**Task directions:** Write out the records again, exactly, leaving none out.

(Stored items)
------------------------

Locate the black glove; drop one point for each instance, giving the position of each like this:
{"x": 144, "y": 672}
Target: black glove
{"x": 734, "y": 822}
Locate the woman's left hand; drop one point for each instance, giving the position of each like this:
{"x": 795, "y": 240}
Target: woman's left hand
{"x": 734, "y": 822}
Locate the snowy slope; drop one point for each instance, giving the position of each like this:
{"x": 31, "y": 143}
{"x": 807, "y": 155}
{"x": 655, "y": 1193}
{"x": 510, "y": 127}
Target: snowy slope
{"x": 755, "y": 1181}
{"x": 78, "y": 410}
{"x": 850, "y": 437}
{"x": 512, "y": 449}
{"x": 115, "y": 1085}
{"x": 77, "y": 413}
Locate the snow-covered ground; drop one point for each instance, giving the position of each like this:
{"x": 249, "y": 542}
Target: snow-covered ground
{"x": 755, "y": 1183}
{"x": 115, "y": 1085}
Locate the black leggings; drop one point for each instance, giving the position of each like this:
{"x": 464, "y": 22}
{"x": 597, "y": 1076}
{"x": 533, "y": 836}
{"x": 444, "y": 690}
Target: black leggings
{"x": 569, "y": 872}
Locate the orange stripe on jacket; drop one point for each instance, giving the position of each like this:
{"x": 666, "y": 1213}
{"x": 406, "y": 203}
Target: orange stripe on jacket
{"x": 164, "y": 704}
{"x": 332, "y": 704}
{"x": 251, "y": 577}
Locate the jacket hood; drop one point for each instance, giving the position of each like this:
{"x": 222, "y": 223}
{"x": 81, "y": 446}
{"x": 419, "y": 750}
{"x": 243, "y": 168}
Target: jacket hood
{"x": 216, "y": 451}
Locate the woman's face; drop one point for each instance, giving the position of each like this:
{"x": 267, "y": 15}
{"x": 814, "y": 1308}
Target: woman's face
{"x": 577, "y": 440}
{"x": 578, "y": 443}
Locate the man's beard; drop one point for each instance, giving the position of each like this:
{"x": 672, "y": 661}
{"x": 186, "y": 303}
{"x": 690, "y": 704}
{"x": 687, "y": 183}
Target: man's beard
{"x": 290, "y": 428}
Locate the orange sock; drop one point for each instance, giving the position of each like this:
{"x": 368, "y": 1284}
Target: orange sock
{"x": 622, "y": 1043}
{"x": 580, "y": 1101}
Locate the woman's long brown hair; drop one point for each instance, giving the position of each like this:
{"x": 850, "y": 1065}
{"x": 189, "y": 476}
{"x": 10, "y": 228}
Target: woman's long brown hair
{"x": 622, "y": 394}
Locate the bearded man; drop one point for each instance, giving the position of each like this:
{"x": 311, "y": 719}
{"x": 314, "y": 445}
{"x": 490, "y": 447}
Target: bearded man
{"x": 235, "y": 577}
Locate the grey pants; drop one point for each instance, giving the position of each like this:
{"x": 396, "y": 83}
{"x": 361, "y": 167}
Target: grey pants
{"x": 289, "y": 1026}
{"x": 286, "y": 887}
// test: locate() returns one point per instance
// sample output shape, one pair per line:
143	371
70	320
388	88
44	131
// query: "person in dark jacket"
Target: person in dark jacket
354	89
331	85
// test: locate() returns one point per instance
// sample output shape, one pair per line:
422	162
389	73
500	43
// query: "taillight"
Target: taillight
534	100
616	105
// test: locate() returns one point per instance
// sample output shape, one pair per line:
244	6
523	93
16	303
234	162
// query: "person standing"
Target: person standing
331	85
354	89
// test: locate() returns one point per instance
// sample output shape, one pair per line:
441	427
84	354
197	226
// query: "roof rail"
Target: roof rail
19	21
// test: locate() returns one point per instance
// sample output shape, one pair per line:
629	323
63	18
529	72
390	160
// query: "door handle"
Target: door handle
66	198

------------------------

**Your response:**
Locate the black glove; drop one point for each instance, giving the position of each like this:
{"x": 144, "y": 672}
Target: black glove
{"x": 734, "y": 822}
Locate the woman's left hand; drop one point for each instance, giving the position of each like this:
{"x": 795, "y": 240}
Target: woman's left hand
{"x": 734, "y": 822}
Locate the snowy slope; drop one point for each instance, giving the position of each like this:
{"x": 31, "y": 143}
{"x": 807, "y": 155}
{"x": 655, "y": 1193}
{"x": 510, "y": 127}
Target: snowy slope
{"x": 755, "y": 1181}
{"x": 78, "y": 410}
{"x": 850, "y": 437}
{"x": 512, "y": 449}
{"x": 115, "y": 1085}
{"x": 77, "y": 413}
Locate the snow-covered ground; drop one point for each instance, giving the position of each like this:
{"x": 249, "y": 542}
Target: snow-covered ground
{"x": 755, "y": 1183}
{"x": 115, "y": 1085}
Locate the black leggings; drop one point for each instance, giving the position of each like this:
{"x": 464, "y": 22}
{"x": 597, "y": 1076}
{"x": 533, "y": 836}
{"x": 444, "y": 690}
Target: black leggings
{"x": 569, "y": 872}
Locate the orange stripe on jacket; drop one point for each instance, giving the position of each like this:
{"x": 666, "y": 1213}
{"x": 406, "y": 203}
Target: orange stripe on jacket
{"x": 164, "y": 704}
{"x": 332, "y": 704}
{"x": 251, "y": 577}
Locate the jacket hood; drop one point for each instance, giving the position of each like this:
{"x": 222, "y": 223}
{"x": 81, "y": 446}
{"x": 419, "y": 750}
{"x": 243, "y": 168}
Target: jacket hood
{"x": 216, "y": 451}
Locate the woman's face; drop one point for each instance, giving the position of each like this:
{"x": 267, "y": 15}
{"x": 814, "y": 1308}
Target: woman's face
{"x": 577, "y": 440}
{"x": 578, "y": 443}
Locate the man's beard; drop one point for each instance, giving the position of each like this:
{"x": 672, "y": 661}
{"x": 186, "y": 303}
{"x": 690, "y": 704}
{"x": 687, "y": 183}
Target: man's beard
{"x": 290, "y": 428}
Locate the orange sock; drop one point for each instance, giving the position of each like this:
{"x": 368, "y": 1284}
Target: orange sock
{"x": 622, "y": 1043}
{"x": 580, "y": 1101}
Locate the woman's long brown hair; drop one point for each instance, giving the position of each like this:
{"x": 850, "y": 1065}
{"x": 189, "y": 476}
{"x": 10, "y": 228}
Target: woman's long brown hair
{"x": 622, "y": 394}
Locate the bearded man; drop one point for each instance, giving the position of each like this:
{"x": 311, "y": 719}
{"x": 314, "y": 445}
{"x": 490, "y": 447}
Target: bearded man
{"x": 235, "y": 577}
Locate the grey pants; drop one point for each instance, giving the position of each like this:
{"x": 396, "y": 83}
{"x": 361, "y": 167}
Target: grey pants
{"x": 289, "y": 1026}
{"x": 286, "y": 887}
// test: locate() returns one point per instance
// sample output shape, one pair per line:
143	371
70	320
388	88
44	131
// query: "person in dark jacket"
Target: person in dark jacket
354	89
331	85
// test: locate() returns one point per instance
// sample output shape, one pair per line:
422	162
389	73
500	43
// query: "taillight"
Target: taillight
534	100
616	105
// test: locate() returns one point per instance
// sample output shape, one pair per line:
244	6
523	93
16	303
234	162
// query: "person standing"
Target: person standing
331	85
354	89
// test: locate() returns one point per instance
// sample output shape, one pair per line:
441	427
84	354
197	226
// query: "roof rail"
Target: roof rail
19	21
// test: locate() returns one point per instance
// sample output shape, one pair per line:
629	323
63	18
529	72
390	160
// query: "door handle"
Target: door handle
66	198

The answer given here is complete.